───── DATA LINES

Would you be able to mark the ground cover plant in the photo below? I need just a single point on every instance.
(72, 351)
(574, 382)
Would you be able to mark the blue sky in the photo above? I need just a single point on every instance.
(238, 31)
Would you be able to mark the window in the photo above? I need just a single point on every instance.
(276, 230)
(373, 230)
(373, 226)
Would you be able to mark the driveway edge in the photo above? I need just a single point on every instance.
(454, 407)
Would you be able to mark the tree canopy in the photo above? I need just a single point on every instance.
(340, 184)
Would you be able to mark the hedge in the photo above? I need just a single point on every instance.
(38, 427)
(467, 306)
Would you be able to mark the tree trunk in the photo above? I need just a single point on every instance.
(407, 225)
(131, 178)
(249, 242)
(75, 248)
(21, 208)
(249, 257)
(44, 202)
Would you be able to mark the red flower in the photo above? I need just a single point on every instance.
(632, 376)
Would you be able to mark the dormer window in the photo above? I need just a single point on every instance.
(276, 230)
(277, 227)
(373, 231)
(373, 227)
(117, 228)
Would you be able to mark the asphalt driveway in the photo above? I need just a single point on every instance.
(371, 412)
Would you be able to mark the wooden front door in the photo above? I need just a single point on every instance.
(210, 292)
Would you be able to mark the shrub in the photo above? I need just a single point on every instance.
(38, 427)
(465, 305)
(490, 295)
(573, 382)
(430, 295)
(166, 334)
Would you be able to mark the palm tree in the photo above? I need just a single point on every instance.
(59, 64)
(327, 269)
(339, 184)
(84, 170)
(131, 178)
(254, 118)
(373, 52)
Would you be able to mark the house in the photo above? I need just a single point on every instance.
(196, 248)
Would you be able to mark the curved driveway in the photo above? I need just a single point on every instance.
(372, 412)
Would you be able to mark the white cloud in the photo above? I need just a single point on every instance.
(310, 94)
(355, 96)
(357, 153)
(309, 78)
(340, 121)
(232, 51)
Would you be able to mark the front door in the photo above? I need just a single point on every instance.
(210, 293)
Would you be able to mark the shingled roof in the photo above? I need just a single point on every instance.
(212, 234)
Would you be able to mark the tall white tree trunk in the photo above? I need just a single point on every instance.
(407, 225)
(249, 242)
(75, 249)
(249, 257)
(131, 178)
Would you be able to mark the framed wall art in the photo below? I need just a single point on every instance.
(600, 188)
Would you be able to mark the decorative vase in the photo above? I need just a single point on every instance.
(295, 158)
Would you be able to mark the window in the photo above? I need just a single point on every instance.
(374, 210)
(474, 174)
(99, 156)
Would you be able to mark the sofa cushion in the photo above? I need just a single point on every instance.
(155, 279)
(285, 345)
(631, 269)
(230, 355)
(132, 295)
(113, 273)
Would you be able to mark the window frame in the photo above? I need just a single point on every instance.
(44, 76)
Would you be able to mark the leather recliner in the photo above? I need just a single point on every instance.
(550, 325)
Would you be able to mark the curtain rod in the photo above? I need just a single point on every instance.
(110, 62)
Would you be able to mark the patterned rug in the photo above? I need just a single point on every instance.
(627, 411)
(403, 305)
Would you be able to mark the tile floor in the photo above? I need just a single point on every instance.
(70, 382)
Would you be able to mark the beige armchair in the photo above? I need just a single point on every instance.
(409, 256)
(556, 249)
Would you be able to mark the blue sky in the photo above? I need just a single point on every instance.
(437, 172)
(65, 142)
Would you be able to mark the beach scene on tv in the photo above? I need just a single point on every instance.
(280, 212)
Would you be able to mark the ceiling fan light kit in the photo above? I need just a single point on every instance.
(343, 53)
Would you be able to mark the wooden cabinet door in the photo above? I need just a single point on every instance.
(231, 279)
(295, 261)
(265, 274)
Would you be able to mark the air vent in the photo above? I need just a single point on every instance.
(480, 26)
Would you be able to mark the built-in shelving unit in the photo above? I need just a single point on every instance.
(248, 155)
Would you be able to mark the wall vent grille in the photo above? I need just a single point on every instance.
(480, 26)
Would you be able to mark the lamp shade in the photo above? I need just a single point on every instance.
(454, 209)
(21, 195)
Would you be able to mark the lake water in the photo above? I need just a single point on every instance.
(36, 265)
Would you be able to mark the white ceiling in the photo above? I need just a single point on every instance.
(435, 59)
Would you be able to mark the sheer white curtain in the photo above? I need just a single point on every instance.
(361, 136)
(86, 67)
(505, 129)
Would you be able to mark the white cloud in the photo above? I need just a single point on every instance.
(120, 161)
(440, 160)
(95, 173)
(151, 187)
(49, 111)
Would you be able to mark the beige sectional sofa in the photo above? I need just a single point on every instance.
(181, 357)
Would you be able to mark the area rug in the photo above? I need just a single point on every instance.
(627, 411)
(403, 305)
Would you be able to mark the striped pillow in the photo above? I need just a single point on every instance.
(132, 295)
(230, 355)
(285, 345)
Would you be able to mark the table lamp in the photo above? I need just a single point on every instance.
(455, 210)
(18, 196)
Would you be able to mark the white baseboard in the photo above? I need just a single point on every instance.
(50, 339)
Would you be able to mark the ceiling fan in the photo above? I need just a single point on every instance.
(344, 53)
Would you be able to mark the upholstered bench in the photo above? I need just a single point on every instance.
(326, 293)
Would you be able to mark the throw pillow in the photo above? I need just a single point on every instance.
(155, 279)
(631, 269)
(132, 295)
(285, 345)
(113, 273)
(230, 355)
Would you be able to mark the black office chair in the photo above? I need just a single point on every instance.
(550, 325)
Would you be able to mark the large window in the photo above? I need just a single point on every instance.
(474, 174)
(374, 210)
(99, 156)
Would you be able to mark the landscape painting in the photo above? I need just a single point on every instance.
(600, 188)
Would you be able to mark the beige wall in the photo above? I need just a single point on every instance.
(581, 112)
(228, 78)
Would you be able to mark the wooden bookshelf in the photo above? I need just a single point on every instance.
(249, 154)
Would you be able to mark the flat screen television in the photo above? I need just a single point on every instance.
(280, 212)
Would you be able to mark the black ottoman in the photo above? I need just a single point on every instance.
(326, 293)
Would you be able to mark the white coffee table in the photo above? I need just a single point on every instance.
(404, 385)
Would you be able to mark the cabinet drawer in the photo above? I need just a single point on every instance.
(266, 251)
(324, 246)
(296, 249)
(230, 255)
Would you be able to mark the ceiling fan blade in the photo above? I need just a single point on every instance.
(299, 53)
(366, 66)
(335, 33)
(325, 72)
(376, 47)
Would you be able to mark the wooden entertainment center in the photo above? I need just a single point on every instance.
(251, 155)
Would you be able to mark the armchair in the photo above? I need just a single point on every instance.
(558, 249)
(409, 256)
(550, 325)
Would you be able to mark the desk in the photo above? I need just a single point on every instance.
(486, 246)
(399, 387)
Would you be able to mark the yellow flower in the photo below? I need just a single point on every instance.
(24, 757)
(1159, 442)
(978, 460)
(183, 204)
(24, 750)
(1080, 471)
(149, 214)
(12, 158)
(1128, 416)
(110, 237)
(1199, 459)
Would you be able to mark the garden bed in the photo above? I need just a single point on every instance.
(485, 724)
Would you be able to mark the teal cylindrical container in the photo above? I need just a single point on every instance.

──────────

## EXERCISE OBJECTIVE
Render the lines of the material as a numbered list, starting at the line that contains "Would you be able to mark the white coffee" and ending at the line that contains "(1199, 459)", with both of those lines included. Omit any blank lines.

## RESULT OF THE TASK
1. Would you be able to mark the white coffee table in the photo above? I need just a single point on every instance.
2. (404, 385)
3. Would you be able to mark the cabinet drawer in the photo above? I need just a single point on every instance.
4. (266, 251)
5. (324, 246)
6. (296, 249)
7. (230, 255)
8. Would you be able to mark the ceiling fan blade in the photo above? I need just a single point on every instance.
9. (299, 53)
10. (366, 66)
11. (335, 33)
12. (325, 72)
13. (376, 47)
14. Would you be able to mark the wooden entertainment center in the photo above? I need just a single point on every instance.
15. (251, 155)
16. Would you be able to mark the armchair in the photo above? I need just a single point on every instance.
17. (558, 249)
18. (409, 256)
19. (550, 325)
20. Would you be able to mark the desk in the photo above? I need just a single point on every instance.
21. (486, 246)
22. (399, 387)
23. Would you be able to mark the yellow flower in the photo below? I need just a single point on every instance.
24. (24, 757)
25. (1159, 442)
26. (978, 460)
27. (183, 204)
28. (24, 750)
29. (1080, 471)
30. (149, 214)
31. (12, 158)
32. (1128, 416)
33. (110, 237)
34. (1199, 459)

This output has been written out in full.